Everything in their old world had changed but the old forms. The old usages went on, must go on, for the forms were all that were left to them. They were holding tightly to the things they knew best and loved best in the old days, the leisured manners, the courtesy, the pleasant casualness in human contacts and, most of all, the protecting attitude of the men toward their women. (p.598)

 Ashley simply didn’t have the heart to fight because he never had wanted to fight. Ashley, we see, isn’t a doer. He is a dreamer, and so completely misplaced. I doubt, though, that that gives anyone call to say that he is a weakling or a whimp.
Ashley and Rhett
Strangely, whenever I came across either character I never thought of their differences but their similiarities. It’s quite amazing how much these two, seemingly different men, actually have in common. As Rhett says (or was it Ashley who did? I cannot recall), fundamentally both men are alike. They come from similar backgrounds and upbringing, even to the extent of their bookish knowledge. Both of them strongly believe that the war is useless, that no good but loss of lives and a way of living can come out of the war. We see how it is the two of them that work to stop the Klan from functioning. And really, it is not ironical. Both are aware of the concept of the “winnowing of the weak”. In fact, both of them, at different times tell Scarlett this using almost the same words. Both of them are very self-aware. They have no illusions about themselves. Ashley is aware that he is not made of the mettle needed to survive the aftermath of the war, and he understands why. Rhett knows himself to be unscrupulous and self-centred.
Melanie
Olivia de Havilland as Melanie
It strikes me as interesting that Melanie is what Ellen O’Hara, Scarlett’s mother, would have been had she survived the war. The person Scarlett most admired and loved was her mother, and yet she was as unlike her mother as night is to day. It comes to mind how often Scarlett thinks of her mother’s teachings only to put them aside saying, none of it makes sense if she and her dependents are not to starve. Yet Melanie retains her gentleness and kindness in the midst of strife, while growing in strength and offering it to others.Really, I think Melanie is the strongest character in the story. She is the pillar of strength  where Ashley, Scarlett and Rhett and even Atlanta, are concerned. It is she who boosts up the morale of all the other characters.

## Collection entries
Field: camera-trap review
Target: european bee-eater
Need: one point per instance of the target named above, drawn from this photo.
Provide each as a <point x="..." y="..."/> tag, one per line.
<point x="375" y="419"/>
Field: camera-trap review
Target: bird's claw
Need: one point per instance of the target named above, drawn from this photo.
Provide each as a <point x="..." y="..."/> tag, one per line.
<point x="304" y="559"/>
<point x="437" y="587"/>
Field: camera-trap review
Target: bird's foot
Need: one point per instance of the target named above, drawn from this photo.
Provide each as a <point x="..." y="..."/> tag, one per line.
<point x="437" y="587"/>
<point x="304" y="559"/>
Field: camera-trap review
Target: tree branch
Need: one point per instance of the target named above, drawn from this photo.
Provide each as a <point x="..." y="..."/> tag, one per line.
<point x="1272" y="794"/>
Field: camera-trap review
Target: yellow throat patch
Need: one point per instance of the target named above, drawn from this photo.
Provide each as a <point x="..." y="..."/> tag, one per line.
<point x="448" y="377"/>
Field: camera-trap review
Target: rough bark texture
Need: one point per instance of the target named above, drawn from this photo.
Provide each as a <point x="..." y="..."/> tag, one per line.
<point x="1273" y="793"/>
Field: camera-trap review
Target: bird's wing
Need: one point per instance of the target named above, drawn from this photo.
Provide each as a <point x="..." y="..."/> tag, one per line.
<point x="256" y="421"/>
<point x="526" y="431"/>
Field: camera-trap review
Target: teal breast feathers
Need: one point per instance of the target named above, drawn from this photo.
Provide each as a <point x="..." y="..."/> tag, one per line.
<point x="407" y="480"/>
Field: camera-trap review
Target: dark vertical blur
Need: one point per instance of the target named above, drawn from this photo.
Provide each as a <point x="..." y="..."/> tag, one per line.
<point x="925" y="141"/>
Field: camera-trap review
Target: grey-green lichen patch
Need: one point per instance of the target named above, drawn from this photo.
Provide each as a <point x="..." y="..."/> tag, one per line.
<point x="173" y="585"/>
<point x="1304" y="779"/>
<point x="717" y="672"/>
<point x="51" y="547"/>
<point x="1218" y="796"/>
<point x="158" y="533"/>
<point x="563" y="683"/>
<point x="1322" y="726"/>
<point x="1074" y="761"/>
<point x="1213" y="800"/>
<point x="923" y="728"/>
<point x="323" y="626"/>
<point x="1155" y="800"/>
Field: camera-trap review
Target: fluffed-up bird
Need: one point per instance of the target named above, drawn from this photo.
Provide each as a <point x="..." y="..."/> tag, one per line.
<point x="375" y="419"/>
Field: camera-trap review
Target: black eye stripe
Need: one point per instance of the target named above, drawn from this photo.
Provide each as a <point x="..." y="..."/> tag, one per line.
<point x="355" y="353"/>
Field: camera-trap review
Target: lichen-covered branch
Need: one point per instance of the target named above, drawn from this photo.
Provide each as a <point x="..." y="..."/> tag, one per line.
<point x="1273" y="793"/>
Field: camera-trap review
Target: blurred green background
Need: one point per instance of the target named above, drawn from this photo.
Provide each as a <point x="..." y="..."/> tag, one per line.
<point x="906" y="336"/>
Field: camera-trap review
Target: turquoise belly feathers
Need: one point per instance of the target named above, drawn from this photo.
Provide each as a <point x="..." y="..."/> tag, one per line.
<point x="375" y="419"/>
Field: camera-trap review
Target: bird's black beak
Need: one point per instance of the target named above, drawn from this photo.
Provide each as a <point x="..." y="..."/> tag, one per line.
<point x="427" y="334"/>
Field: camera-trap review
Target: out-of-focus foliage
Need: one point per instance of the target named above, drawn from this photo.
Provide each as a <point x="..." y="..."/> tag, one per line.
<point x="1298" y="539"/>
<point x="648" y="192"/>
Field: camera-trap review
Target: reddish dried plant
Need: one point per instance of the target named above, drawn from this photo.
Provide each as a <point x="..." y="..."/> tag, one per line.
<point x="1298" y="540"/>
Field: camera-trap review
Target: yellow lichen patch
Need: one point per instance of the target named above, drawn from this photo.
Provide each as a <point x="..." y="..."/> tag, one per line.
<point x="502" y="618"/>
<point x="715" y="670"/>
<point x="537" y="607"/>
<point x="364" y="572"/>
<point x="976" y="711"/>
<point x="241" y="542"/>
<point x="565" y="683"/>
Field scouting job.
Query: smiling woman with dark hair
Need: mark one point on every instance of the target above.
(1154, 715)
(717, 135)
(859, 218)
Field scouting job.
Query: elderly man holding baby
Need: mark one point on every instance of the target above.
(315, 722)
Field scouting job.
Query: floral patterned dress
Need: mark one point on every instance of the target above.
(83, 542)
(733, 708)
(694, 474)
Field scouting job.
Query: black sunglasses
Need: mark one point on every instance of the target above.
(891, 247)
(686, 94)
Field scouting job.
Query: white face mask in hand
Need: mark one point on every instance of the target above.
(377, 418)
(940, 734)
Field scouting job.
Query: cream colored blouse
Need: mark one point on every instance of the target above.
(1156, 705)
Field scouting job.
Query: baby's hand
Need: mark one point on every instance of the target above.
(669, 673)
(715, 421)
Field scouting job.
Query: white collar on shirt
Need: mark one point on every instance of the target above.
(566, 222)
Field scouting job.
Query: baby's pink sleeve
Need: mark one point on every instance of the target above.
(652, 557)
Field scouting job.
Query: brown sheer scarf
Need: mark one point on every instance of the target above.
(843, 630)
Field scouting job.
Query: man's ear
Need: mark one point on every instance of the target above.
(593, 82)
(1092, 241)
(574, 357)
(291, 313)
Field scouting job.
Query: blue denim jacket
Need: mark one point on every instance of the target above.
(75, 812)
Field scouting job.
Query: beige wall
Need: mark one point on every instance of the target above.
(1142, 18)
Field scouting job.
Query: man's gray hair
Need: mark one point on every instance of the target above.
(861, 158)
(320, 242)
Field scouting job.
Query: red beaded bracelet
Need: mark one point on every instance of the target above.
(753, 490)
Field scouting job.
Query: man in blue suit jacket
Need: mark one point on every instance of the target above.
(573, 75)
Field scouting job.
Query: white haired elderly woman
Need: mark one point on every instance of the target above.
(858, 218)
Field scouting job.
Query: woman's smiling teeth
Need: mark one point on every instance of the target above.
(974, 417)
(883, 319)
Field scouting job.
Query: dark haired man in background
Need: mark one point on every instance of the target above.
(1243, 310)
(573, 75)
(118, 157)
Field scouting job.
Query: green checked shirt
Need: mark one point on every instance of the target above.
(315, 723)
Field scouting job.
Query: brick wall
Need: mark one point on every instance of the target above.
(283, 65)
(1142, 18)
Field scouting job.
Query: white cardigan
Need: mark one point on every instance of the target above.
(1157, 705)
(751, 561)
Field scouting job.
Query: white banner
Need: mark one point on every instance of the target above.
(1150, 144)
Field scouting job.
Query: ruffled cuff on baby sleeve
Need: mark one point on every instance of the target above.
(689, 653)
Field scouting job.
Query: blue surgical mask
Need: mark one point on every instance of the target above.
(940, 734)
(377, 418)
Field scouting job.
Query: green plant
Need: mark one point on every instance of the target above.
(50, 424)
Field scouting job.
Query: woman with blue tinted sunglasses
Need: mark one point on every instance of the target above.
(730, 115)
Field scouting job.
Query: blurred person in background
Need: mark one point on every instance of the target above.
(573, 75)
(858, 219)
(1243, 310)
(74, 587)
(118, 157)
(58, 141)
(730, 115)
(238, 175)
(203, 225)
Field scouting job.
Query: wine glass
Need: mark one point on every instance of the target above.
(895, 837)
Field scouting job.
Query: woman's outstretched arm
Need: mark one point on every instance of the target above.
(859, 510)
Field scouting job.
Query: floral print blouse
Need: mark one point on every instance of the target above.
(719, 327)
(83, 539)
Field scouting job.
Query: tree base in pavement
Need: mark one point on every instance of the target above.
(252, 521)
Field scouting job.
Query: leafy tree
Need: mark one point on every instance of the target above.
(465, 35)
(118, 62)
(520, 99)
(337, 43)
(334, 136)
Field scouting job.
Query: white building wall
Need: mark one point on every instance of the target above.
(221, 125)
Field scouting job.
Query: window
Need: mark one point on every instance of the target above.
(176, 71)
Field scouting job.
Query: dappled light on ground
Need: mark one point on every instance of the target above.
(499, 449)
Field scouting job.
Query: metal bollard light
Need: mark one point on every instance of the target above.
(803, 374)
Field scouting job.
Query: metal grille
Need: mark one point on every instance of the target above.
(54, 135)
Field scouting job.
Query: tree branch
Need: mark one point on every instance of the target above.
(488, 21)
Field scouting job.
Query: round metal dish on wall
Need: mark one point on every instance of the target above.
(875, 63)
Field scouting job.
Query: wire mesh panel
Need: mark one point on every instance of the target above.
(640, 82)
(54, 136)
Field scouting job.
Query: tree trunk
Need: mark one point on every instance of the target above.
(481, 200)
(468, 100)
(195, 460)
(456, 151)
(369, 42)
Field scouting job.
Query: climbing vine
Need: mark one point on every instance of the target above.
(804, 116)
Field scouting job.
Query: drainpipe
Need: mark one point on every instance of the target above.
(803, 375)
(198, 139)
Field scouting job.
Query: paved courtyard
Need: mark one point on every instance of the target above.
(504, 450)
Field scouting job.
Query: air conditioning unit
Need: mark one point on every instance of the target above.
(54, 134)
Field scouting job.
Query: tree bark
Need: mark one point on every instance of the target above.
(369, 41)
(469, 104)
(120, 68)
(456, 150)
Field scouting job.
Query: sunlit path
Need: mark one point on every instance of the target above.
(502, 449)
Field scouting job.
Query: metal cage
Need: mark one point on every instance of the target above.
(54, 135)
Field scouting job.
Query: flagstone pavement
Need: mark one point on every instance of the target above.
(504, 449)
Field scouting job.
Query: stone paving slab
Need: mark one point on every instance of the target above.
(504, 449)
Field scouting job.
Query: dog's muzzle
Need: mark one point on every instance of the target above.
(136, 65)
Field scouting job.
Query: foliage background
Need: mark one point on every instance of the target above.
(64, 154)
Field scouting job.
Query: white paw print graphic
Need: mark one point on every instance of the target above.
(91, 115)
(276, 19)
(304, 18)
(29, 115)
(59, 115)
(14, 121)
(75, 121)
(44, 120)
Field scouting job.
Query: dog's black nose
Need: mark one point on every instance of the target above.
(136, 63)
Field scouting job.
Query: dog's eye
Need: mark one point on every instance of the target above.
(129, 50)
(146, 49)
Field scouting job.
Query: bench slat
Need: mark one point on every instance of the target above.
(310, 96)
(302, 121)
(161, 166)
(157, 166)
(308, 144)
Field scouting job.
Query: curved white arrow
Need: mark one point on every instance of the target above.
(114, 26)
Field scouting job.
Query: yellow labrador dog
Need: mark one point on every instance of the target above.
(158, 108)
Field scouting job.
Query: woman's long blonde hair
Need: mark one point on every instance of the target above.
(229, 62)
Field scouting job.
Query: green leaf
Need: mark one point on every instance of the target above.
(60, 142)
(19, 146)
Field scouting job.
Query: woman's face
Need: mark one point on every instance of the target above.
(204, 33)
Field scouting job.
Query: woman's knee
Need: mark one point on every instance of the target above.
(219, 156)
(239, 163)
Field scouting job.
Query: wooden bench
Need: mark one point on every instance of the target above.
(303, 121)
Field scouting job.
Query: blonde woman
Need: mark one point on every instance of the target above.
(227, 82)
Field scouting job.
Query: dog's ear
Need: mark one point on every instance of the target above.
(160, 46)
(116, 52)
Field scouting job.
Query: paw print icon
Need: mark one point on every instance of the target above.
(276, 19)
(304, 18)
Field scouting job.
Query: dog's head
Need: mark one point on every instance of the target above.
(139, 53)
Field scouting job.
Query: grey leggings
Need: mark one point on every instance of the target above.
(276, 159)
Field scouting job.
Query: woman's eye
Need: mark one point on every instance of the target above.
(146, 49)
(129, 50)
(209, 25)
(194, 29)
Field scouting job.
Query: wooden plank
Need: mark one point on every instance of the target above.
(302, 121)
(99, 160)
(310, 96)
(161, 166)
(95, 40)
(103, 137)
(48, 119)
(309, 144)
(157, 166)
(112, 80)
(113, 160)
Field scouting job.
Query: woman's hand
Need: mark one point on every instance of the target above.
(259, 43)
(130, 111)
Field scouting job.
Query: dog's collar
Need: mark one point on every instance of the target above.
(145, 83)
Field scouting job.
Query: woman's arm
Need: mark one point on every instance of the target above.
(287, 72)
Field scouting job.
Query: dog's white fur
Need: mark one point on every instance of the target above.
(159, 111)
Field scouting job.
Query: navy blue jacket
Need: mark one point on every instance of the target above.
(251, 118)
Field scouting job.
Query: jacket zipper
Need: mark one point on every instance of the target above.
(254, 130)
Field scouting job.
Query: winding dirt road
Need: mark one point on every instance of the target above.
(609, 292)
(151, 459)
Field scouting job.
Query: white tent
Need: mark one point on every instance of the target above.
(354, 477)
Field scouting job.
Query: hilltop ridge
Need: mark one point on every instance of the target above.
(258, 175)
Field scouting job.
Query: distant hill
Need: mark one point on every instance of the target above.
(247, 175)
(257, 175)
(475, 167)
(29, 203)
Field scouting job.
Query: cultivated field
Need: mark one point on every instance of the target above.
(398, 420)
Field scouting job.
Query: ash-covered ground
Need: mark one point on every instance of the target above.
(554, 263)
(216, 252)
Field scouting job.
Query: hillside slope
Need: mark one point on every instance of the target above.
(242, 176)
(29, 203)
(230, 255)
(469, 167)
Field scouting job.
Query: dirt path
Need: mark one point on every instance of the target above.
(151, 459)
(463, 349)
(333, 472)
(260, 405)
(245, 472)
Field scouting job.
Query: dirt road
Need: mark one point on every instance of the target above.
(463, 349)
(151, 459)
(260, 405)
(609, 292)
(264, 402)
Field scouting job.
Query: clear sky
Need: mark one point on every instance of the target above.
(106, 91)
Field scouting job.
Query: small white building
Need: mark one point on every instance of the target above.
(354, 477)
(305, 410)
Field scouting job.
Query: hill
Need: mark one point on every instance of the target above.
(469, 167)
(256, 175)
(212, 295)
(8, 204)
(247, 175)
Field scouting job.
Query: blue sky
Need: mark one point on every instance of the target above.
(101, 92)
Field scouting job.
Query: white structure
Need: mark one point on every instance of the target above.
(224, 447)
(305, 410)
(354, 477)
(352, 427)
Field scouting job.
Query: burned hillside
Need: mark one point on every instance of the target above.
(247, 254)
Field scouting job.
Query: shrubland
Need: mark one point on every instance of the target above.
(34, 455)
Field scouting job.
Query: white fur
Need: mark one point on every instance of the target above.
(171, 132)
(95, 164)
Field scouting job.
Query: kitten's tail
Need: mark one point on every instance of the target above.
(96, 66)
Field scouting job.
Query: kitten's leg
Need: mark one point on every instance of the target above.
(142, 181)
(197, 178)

## WHAT IS REQUIRED
Extend the character essay on Ashley, Rhett, and Melanie, starting right after its final sentence about Melanie. The listing comes from a separate source, unrelated to the character essay.

## REPLY
Melanie and Rhett
I like the similarity between these two characters. I like how each of them is strength behind their deluded halves. How they are both the reason Ashley and Scarlett, respectively, make it through as far as the end of the novel, and how the latter two realise this only once they have both lost Melanie and Rhett, respectively. I also love the relationship these two have with each other – one of mutual respect and kindly love.
Margaret Mitchell
Mitchell’s mouthpieces
I noticed how Mitchell uses certain characters to voice insights into others and the real, underlying situation is Georgia’s Southern society. Among these characters Mitchell uses, rather prominently, Ashley and Rhett. They are both observers of the world around them and constantly  seek to enlighten Scarlett, and there-by the reader about people, their situations and their motives. Quite often, in fact, Rhett serves as an analyser of Scarlett’s nature. Another character who plays an interesting part in the revelation of insights into peoples’ nature is Old Mrs Fontaine. While she does tend to miss the mark where Scarlett is concerned (really, I believe Rhett is the only one knows her) she is spot on with every other character including, and especially, Ashley Wilkes and Melanie.
Mitchell’s thoughts?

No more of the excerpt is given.